● **WHAT YOU NEED TO DO**
After finding the line with "Please trace the outline of every instance of the white" in the data below, set down exactly each line through the one with "Please trace the outline of every instance of the chrome", inclusive, and stop there.

● **PROVIDED ENTRIES**
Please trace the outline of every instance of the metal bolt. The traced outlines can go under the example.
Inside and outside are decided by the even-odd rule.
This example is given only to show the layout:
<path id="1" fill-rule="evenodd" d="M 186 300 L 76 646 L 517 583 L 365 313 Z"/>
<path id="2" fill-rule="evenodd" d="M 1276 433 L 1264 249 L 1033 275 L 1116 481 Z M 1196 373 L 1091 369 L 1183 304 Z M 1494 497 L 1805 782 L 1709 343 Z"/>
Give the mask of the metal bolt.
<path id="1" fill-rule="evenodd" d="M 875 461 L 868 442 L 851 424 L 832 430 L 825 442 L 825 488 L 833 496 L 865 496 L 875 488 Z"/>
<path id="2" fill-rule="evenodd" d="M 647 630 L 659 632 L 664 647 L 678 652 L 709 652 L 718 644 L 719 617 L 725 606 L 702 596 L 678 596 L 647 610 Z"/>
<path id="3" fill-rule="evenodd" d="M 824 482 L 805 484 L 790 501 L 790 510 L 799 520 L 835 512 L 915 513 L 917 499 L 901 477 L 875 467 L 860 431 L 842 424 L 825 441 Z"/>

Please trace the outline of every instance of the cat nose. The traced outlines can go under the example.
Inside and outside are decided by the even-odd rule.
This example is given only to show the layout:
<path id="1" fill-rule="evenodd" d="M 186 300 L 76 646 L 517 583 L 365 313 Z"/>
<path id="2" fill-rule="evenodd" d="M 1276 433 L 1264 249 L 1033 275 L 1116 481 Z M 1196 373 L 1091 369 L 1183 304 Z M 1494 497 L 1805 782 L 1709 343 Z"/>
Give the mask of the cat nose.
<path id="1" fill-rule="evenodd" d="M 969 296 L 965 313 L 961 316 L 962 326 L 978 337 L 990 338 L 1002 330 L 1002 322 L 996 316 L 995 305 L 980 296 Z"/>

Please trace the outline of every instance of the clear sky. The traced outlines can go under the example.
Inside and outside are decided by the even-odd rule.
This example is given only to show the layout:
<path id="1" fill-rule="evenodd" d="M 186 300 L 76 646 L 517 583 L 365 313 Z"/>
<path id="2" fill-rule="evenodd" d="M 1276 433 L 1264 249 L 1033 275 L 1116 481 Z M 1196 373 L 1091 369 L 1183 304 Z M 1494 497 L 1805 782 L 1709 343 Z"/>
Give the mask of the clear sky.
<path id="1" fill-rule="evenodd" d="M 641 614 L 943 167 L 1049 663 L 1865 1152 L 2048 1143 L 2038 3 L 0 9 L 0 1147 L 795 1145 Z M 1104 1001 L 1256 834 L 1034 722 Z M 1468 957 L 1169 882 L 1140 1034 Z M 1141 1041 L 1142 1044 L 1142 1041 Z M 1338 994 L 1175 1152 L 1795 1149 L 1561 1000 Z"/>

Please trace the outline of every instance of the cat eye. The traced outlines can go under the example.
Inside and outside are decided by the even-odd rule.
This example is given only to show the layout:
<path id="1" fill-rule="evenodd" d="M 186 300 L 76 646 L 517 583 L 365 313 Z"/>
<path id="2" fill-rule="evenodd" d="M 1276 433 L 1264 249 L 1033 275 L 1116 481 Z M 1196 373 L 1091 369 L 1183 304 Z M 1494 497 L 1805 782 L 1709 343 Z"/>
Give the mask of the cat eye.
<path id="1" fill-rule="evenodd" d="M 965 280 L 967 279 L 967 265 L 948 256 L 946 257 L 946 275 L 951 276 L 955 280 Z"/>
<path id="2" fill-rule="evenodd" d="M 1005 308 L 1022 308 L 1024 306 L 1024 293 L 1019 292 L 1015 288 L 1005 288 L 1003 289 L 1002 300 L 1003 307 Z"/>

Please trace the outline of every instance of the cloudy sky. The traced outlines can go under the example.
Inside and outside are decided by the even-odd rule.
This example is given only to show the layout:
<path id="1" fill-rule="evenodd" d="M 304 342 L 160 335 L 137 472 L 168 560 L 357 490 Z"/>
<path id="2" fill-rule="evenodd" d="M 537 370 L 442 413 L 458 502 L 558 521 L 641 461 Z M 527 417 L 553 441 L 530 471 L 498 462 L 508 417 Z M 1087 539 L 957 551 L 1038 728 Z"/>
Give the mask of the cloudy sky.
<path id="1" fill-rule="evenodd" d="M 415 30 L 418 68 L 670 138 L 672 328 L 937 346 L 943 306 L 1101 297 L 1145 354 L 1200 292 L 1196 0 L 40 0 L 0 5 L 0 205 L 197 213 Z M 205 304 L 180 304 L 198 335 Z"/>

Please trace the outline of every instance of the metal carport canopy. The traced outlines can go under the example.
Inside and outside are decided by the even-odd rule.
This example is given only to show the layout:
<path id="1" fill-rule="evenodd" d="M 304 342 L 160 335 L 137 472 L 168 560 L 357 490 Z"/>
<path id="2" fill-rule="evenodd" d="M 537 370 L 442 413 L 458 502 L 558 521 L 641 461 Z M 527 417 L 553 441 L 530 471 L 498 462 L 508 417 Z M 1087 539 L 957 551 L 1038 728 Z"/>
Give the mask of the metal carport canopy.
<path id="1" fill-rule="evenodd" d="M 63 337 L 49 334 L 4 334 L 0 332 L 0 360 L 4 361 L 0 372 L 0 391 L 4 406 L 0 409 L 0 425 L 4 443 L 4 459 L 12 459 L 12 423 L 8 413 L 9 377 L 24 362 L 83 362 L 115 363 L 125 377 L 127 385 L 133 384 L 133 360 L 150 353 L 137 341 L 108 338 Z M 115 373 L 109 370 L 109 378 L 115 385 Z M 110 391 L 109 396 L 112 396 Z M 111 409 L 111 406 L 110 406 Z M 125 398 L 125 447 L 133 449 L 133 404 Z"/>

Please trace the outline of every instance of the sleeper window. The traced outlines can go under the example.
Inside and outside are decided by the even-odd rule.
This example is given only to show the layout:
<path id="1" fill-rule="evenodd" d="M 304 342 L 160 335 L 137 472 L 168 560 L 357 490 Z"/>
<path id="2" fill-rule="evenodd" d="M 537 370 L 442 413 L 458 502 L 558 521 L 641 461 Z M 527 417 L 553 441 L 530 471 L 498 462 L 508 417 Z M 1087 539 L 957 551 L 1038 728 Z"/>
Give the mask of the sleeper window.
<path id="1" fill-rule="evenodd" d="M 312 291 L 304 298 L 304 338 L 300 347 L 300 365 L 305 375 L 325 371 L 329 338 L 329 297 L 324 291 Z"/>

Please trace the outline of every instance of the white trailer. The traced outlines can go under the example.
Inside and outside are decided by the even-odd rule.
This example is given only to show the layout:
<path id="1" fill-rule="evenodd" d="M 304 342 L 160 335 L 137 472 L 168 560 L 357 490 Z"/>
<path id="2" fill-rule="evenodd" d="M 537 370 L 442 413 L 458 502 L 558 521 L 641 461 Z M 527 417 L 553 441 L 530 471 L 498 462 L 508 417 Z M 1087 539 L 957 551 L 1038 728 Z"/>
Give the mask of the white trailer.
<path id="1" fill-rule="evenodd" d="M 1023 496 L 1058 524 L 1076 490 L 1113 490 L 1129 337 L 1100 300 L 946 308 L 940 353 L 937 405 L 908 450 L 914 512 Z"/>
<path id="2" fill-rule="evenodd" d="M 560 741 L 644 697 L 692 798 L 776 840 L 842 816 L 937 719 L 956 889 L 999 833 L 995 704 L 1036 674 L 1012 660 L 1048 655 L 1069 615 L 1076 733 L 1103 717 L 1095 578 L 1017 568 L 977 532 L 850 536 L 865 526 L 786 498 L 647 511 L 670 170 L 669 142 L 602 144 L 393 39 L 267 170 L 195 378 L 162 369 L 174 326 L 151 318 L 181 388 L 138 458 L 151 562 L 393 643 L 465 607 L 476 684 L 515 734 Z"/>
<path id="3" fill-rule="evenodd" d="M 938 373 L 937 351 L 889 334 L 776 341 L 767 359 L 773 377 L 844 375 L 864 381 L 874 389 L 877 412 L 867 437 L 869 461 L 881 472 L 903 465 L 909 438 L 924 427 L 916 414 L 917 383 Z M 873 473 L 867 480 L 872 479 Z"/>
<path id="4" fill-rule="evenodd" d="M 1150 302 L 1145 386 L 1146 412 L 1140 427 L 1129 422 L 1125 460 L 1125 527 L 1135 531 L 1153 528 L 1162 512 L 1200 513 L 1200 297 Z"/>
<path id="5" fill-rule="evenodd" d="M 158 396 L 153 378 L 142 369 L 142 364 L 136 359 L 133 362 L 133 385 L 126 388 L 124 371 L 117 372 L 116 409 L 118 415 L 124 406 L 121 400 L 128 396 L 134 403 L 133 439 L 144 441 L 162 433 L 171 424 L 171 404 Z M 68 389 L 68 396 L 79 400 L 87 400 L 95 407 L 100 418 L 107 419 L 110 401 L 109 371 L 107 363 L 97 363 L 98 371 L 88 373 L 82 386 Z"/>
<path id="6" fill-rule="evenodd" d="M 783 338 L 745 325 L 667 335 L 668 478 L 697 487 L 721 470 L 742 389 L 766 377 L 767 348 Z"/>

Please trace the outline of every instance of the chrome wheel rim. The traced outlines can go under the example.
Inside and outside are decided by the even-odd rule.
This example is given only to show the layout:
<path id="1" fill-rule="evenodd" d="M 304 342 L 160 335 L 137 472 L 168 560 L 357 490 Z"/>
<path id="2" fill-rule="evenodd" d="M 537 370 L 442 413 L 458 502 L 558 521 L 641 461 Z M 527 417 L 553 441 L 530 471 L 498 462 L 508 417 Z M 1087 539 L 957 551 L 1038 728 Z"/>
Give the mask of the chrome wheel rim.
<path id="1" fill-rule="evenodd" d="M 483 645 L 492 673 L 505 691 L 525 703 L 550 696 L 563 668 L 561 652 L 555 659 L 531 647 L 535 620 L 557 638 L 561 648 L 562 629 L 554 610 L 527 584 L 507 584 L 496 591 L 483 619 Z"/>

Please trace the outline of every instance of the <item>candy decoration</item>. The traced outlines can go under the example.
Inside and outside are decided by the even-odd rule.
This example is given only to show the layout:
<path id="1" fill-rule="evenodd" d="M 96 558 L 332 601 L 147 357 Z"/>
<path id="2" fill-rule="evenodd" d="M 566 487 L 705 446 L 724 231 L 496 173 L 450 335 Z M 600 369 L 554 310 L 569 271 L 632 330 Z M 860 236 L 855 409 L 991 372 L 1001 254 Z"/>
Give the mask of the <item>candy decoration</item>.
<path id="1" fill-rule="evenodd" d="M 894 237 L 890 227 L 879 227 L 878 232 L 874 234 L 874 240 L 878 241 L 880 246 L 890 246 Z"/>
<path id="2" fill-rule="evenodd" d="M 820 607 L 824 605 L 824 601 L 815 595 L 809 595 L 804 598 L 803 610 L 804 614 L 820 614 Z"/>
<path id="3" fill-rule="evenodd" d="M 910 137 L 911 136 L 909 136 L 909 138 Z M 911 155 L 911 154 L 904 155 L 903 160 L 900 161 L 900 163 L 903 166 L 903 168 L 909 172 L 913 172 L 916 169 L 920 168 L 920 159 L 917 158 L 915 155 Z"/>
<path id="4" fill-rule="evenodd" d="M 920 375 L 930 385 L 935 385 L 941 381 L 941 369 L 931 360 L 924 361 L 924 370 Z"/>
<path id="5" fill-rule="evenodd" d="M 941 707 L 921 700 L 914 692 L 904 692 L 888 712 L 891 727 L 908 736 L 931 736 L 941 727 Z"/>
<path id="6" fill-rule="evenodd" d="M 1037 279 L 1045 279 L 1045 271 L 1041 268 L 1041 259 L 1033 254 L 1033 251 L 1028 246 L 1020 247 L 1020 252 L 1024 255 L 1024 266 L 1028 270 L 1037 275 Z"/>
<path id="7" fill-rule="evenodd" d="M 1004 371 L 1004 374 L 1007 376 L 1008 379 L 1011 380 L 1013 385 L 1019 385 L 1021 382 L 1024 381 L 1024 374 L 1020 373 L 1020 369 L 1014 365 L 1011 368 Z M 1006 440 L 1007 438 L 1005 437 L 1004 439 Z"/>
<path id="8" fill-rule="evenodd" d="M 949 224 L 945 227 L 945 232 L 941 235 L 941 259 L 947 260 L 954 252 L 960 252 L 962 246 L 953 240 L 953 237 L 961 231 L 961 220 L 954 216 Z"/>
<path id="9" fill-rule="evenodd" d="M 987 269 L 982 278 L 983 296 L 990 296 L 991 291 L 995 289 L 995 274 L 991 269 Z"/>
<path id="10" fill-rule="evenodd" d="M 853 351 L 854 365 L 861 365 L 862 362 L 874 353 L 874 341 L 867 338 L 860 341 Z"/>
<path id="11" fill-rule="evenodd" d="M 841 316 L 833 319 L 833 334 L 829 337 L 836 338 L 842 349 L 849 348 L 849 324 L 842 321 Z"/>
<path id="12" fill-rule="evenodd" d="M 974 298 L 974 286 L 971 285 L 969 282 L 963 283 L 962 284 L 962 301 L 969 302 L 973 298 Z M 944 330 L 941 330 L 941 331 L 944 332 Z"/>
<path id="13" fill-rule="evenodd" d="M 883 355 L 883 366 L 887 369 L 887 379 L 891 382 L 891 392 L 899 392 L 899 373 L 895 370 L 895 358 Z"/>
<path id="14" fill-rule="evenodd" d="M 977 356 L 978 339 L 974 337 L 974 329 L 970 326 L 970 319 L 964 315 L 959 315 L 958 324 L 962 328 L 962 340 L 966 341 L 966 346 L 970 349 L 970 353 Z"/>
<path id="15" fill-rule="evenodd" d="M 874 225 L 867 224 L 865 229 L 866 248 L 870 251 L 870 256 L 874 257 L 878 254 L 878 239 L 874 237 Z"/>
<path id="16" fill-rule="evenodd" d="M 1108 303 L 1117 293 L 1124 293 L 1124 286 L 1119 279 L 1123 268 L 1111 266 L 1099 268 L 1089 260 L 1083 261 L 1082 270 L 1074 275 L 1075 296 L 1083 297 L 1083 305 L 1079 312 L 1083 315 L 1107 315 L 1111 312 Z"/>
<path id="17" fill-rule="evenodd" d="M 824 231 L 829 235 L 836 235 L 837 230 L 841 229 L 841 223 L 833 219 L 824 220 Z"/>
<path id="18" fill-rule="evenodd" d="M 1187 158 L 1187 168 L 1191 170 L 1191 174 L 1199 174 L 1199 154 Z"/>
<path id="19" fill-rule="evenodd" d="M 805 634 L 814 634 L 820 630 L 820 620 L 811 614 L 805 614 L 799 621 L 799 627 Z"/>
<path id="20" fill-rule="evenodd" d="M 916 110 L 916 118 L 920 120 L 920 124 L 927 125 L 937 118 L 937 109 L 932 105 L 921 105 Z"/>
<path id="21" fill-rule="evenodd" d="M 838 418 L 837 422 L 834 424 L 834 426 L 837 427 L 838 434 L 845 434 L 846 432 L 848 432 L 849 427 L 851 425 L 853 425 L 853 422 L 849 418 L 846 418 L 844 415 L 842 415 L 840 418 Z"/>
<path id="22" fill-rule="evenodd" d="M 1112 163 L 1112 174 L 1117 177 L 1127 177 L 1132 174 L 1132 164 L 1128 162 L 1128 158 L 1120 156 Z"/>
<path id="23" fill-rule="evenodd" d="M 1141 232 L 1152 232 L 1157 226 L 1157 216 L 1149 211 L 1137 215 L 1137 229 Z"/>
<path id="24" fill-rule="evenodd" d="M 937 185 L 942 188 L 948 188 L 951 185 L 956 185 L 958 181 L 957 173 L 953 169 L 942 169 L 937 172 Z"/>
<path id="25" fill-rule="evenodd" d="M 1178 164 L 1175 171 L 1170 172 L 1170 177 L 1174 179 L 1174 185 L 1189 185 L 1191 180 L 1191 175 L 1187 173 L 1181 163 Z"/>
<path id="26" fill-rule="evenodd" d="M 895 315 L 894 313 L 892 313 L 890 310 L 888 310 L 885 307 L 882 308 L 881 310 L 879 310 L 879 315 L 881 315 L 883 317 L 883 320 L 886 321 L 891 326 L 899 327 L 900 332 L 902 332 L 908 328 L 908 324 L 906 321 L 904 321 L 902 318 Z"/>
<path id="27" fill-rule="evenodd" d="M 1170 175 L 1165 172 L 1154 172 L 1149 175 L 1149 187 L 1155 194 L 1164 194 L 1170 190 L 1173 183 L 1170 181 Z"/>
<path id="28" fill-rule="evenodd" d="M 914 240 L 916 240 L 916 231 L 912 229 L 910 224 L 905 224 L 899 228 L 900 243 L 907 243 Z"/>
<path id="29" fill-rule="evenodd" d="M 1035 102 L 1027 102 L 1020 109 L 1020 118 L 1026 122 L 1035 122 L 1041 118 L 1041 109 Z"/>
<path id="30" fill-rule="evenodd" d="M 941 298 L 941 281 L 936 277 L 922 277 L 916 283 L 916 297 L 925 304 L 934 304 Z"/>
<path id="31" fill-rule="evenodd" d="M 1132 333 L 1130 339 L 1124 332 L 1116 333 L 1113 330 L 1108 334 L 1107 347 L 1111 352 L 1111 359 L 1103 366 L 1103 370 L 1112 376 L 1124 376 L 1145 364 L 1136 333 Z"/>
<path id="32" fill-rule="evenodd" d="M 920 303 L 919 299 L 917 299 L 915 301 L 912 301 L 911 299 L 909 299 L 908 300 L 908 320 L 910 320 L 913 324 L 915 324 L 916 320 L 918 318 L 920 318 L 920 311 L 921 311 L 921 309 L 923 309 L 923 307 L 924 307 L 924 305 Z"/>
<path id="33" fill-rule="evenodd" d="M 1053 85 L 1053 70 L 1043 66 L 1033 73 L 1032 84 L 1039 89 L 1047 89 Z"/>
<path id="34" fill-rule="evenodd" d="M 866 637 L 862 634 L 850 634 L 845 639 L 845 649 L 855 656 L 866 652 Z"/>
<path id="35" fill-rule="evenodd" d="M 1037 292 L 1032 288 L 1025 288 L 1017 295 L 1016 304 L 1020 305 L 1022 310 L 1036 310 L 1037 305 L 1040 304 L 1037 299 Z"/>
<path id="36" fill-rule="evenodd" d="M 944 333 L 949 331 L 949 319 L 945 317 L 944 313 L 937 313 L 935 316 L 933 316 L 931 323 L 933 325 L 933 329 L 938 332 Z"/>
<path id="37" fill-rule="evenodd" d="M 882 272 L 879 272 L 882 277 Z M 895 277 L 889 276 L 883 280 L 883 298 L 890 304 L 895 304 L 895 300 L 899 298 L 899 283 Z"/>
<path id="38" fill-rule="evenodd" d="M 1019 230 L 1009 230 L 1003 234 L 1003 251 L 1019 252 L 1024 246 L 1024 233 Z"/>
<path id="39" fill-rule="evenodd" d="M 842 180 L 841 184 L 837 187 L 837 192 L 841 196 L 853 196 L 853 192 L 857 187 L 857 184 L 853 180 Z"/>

● **EXERCISE RESULT**
Please trace the outline of every instance of the white trailer. The traced outlines can go under the example.
Inside and outside are decided by the even-odd rule.
This example is given only to show the layout:
<path id="1" fill-rule="evenodd" d="M 304 342 L 160 335 L 137 472 L 168 560 L 357 490 Z"/>
<path id="2" fill-rule="evenodd" d="M 537 370 L 442 413 L 458 502 L 558 521 L 641 461 Z M 527 417 L 553 441 L 530 471 L 498 462 L 508 417 Z M 1087 539 L 957 551 L 1038 728 Z"/>
Give the mask of the white trailer.
<path id="1" fill-rule="evenodd" d="M 1023 496 L 1058 524 L 1076 490 L 1113 490 L 1129 337 L 1100 300 L 946 308 L 940 353 L 937 405 L 908 450 L 914 512 Z"/>
<path id="2" fill-rule="evenodd" d="M 560 741 L 644 697 L 692 798 L 776 840 L 842 816 L 937 719 L 956 889 L 999 833 L 995 704 L 1036 674 L 1012 660 L 1048 655 L 1069 615 L 1076 733 L 1103 717 L 1095 578 L 1017 568 L 977 532 L 850 536 L 865 526 L 786 498 L 647 511 L 670 170 L 669 142 L 602 144 L 393 39 L 267 170 L 195 378 L 162 369 L 174 326 L 151 318 L 181 388 L 138 458 L 151 562 L 393 643 L 465 607 L 476 684 L 515 734 Z"/>
<path id="3" fill-rule="evenodd" d="M 938 373 L 937 351 L 889 334 L 776 341 L 767 359 L 773 377 L 844 375 L 864 381 L 874 389 L 877 412 L 867 437 L 869 461 L 881 472 L 903 465 L 909 438 L 924 427 L 916 414 L 917 383 Z M 873 473 L 867 480 L 872 479 Z"/>
<path id="4" fill-rule="evenodd" d="M 1150 302 L 1145 386 L 1146 412 L 1140 427 L 1129 422 L 1125 460 L 1125 527 L 1135 531 L 1153 528 L 1162 512 L 1200 513 L 1200 297 Z"/>
<path id="5" fill-rule="evenodd" d="M 158 396 L 153 378 L 142 369 L 142 364 L 136 359 L 133 362 L 133 385 L 126 388 L 124 371 L 117 372 L 116 409 L 118 415 L 124 406 L 121 400 L 128 396 L 134 403 L 133 439 L 144 441 L 162 433 L 171 424 L 171 404 Z M 68 389 L 68 396 L 79 400 L 87 400 L 95 407 L 100 418 L 107 419 L 110 401 L 109 371 L 107 363 L 97 363 L 98 371 L 88 373 L 82 386 Z"/>
<path id="6" fill-rule="evenodd" d="M 783 338 L 745 325 L 667 335 L 668 478 L 697 487 L 721 470 L 742 389 L 766 377 L 767 348 Z"/>

Please trace the outline of every instance of the chrome wheel rim. The traced outlines can go under the example.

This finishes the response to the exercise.